• [Given task]:
Repeat all of the material exactly as given.

-------------------------

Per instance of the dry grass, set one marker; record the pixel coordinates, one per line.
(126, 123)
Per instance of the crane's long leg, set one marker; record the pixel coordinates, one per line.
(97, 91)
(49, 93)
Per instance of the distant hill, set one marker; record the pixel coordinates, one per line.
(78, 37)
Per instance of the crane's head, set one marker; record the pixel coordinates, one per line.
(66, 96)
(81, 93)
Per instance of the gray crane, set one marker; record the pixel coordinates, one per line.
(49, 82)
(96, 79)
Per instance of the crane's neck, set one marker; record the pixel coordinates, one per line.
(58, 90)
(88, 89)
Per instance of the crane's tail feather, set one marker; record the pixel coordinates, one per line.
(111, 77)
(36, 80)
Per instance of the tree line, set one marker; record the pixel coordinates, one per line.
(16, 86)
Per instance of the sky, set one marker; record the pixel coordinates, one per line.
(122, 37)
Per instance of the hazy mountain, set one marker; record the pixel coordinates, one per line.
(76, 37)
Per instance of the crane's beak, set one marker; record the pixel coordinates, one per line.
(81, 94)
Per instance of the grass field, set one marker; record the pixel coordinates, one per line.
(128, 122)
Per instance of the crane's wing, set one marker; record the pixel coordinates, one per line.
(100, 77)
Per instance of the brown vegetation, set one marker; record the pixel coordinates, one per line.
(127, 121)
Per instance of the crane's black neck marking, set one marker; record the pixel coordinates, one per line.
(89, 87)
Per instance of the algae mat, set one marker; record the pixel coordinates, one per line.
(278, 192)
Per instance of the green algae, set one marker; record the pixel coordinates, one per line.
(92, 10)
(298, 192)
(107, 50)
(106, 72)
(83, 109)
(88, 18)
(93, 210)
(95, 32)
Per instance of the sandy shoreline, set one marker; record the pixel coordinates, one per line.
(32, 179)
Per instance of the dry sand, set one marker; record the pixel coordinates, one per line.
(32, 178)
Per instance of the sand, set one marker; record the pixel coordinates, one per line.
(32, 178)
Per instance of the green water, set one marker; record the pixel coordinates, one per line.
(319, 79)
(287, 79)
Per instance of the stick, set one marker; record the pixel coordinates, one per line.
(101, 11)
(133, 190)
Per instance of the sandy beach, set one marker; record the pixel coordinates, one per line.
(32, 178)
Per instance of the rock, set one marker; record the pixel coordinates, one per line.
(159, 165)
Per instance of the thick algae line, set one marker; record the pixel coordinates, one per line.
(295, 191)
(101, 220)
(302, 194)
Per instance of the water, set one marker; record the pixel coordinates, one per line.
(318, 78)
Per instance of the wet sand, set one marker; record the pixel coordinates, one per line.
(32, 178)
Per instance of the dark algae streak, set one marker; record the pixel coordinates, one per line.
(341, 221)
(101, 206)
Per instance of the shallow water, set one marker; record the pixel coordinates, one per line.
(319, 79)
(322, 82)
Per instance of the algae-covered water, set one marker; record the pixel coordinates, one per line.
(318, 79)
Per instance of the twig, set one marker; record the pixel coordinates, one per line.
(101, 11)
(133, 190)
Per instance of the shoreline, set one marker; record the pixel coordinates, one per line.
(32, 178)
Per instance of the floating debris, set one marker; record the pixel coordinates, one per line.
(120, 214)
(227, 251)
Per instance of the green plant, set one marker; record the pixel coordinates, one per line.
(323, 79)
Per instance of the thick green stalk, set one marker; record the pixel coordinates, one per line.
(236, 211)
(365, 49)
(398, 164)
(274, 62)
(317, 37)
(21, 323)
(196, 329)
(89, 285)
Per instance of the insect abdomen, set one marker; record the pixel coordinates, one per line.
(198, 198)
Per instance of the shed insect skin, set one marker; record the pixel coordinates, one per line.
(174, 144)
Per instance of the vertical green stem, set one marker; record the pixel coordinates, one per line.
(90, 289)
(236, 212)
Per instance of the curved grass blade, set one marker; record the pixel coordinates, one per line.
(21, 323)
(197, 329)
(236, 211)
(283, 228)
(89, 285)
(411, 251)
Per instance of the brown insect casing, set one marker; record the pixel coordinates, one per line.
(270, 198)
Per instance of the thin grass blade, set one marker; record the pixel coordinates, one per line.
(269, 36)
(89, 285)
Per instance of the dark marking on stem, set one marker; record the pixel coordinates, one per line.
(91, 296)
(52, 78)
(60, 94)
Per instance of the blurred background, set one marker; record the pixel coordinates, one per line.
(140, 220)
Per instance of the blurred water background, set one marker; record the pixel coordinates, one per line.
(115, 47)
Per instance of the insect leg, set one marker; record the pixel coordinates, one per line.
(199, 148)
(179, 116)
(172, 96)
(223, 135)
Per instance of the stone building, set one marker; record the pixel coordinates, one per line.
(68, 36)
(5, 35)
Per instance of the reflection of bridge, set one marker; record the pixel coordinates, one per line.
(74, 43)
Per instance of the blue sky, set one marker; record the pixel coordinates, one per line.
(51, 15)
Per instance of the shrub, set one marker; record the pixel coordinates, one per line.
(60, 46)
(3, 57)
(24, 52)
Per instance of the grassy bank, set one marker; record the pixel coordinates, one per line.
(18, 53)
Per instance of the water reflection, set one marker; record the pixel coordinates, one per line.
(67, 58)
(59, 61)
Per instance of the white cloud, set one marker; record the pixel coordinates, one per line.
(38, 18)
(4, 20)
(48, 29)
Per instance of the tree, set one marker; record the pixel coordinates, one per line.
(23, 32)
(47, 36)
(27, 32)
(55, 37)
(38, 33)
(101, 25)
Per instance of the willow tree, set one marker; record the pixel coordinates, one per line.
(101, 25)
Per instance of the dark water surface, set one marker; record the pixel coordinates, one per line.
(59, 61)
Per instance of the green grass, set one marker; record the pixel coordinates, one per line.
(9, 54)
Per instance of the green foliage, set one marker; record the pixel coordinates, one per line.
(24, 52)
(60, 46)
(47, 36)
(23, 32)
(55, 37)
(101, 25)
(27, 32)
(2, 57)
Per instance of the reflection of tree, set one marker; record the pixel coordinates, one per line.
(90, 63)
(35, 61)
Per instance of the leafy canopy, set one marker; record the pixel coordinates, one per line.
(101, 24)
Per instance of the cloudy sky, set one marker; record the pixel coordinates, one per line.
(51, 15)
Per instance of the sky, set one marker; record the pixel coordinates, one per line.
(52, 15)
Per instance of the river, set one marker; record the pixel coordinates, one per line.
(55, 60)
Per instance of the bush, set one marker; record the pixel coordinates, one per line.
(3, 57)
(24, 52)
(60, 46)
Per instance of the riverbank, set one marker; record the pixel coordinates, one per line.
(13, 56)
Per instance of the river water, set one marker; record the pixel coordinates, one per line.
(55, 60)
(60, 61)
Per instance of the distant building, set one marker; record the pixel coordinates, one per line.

-------------------------

• [Written answer]:
Per instance of the dry grass, set one marker; record the pixel coordinates, one per line.
(126, 123)
Per instance of the crane's long leg, set one marker; record the pixel coordinates, one per line.
(97, 91)
(49, 93)
Per instance of the distant hill, set one marker; record the pixel coordinates, one per line.
(78, 37)
Per instance of the crane's head, set one marker; record the pixel coordinates, one per line.
(66, 96)
(81, 93)
Per instance of the gray crane, set one marker; record the pixel coordinates, one per line.
(49, 82)
(96, 79)
Per instance of the crane's neck, set one marker; record the pixel coordinates, one per line.
(58, 90)
(88, 89)
Per instance of the crane's tail feather, set one marker; record the pixel coordinates, one per line.
(111, 77)
(36, 80)
Per instance of the tree line, set one marker; record the pixel coordinates, one per line.
(16, 86)
Per instance of the sky, set one marker; record the pixel coordinates, one per line.
(122, 37)
Per instance of the hazy mountain, set one marker; record the pixel coordinates, one per line.
(76, 37)
Per instance of the crane's beak, set one marker; record the pixel coordinates, one per line.
(81, 94)
Per instance of the grass field, set one marker; record the pixel coordinates, one per line.
(128, 122)
Per instance of the crane's wing, set one marker; record the pixel coordinates, one per line.
(100, 77)
Per instance of the brown vegetation, set one marker; record the pixel coordinates, one per line.
(127, 121)
Per instance of the crane's black neck marking, set one marker; record the pixel coordinates, one per line.
(89, 87)
Per instance of the algae mat, set one marker; record the pixel coordinates, one per line.
(278, 192)
Per instance of the green algae, set one marker; record the pixel coordinates, one per line.
(92, 10)
(298, 192)
(107, 50)
(106, 72)
(83, 109)
(88, 18)
(93, 210)
(95, 32)
Per instance of the sandy shoreline, set one marker; record the pixel coordinates, one per line.
(32, 179)
Per instance of the dry sand, set one marker; record the pixel coordinates, one per line.
(32, 178)
Per instance of the sand, set one marker; record the pixel coordinates, one per line.
(32, 178)
Per instance of the green water, set one marker; record the pixel coordinates, one per line.
(319, 79)
(287, 79)
Per instance of the stick, set one marker; record the pixel coordinates, one per line.
(101, 11)
(133, 190)
Per instance of the sandy beach, set one marker; record the pixel coordinates, one per line.
(32, 178)
Per instance of the rock, set one marker; record the pixel coordinates, one per line.
(159, 165)
Per instance of the thick algae line, set one marker; record the pixel coordinates, one per line.
(295, 191)
(101, 220)
(302, 194)
Per instance of the water, set one marker; record the pixel coordinates, one per line.
(318, 78)
Per instance of the wet sand, set one marker; record the pixel coordinates, one per line.
(32, 178)
Per instance of the dark algae streak, set one marker; record the pixel coordinates, one per line.
(341, 221)
(101, 206)
Per instance of the shallow water, set one marker; record the pixel coordinates, one per line.
(319, 79)
(322, 82)
Per instance of the algae-covered water, set one marker; record the pixel coordinates, one per line.
(318, 79)
Per instance of the twig, set one marker; record the pixel coordinates, one per line.
(101, 11)
(133, 190)
Per instance of the shoreline, set one marker; record the pixel coordinates, one per line.
(32, 178)
Per instance of the floating debris, set one marker; record the pixel coordinates, one per line.
(120, 214)
(227, 251)
Per instance of the green plant, set one marker; record the pixel coordinates, one per line.
(323, 79)
Per instance of the thick green stalk, set one marker; record the pixel coordinates, one per line.
(236, 211)
(365, 49)
(398, 164)
(274, 62)
(317, 37)
(21, 323)
(196, 329)
(89, 285)
Per instance of the insect abdomen, set one marker; record the pixel coordinates, one per line.
(198, 198)
Per instance of the shed insect skin, set one marker; record the pixel coordinates, one per line.
(174, 144)
Per instance of the vertical green stem, set one marker; record the pixel coordinates, one per line.
(90, 289)
(236, 212)
Per instance of the curved grass blade, set one marker; record the pixel coordinates, one per line.
(21, 323)
(197, 329)
(236, 211)
(283, 228)
(89, 285)
(411, 251)
Per instance of the brown insect casing, set one marker; record the pixel coordinates, one per line.
(270, 198)
Per instance of the thin grass blade, set one marker; record the pixel coordinates, one per line.
(269, 36)
(89, 285)
Per instance of the dark marking on stem, set one marker; record the pixel coordinates, one per line.
(91, 296)
(52, 78)
(60, 94)
Per instance of the blurred background, set one marker; record the pixel coordinates, one per line.
(140, 220)
Per instance of the blurred water background, set one marker; record the pixel coordinates, one per line.
(115, 47)
Per instance of the insect leg, set one marker; record the pixel coordinates, one per line.
(199, 148)
(179, 116)
(172, 96)
(223, 135)
Per instance of the stone building, set one marker; record the pixel coordinates, one per line.
(68, 36)
(5, 35)
Per instance of the reflection of bridge, set one marker; record the pixel coordinates, one per line.
(74, 43)
Per instance of the blue sky, set one marker; record the pixel coordinates, one per line.
(51, 15)
Per instance of the shrub, set one marker; record the pixel coordinates, one per line.
(60, 46)
(3, 57)
(24, 52)
Per instance of the grassy bank, set one marker; record the pixel coordinates, one per line.
(18, 53)
Per instance of the water reflection, set one marker; record the pixel coordinates, one per line.
(67, 58)
(59, 61)
Per instance of the white cloud, set one marker; record the pixel coordinates, one per line.
(38, 18)
(4, 20)
(48, 29)
Per instance of the tree, set one marker; record the pixel coordinates, one per line.
(23, 32)
(47, 36)
(27, 32)
(55, 37)
(38, 33)
(101, 25)
Per instance of the willow tree, set one marker; record the pixel coordinates, one per line.
(101, 25)
Per instance of the dark water surface, set one marker; record the pixel coordinates, one per line.
(59, 61)
Per instance of the green grass, set one marker; record the pixel coordinates, one per line.
(9, 54)
Per instance of the green foliage, set one marker; record the pixel coordinates, one per line.
(24, 52)
(60, 46)
(47, 36)
(23, 32)
(55, 37)
(101, 25)
(27, 32)
(2, 57)
Per instance of the reflection of tree, set one marker; record the pixel coordinates, one per line.
(90, 63)
(35, 61)
Per instance of the leafy canopy, set one marker; record the pixel coordinates, one per line.
(101, 24)
Per instance of the cloudy sky, set one marker; record the pixel coordinates, one per line.
(51, 15)
Per instance of the sky, set one marker; record the pixel coordinates, one per line.
(52, 15)
Per instance of the river, set one marker; record the pixel coordinates, one per line.
(55, 60)
Per instance of the bush, set one marker; record the pixel coordinates, one per line.
(3, 57)
(24, 52)
(60, 46)
Per instance of the riverbank, set one marker; record the pixel coordinates, one per line.
(13, 56)
Per instance of the river water, set one marker; record the pixel coordinates, one per line.
(55, 60)
(60, 61)
Per instance of the distant building, set one marker; record the pixel coordinates, one per line.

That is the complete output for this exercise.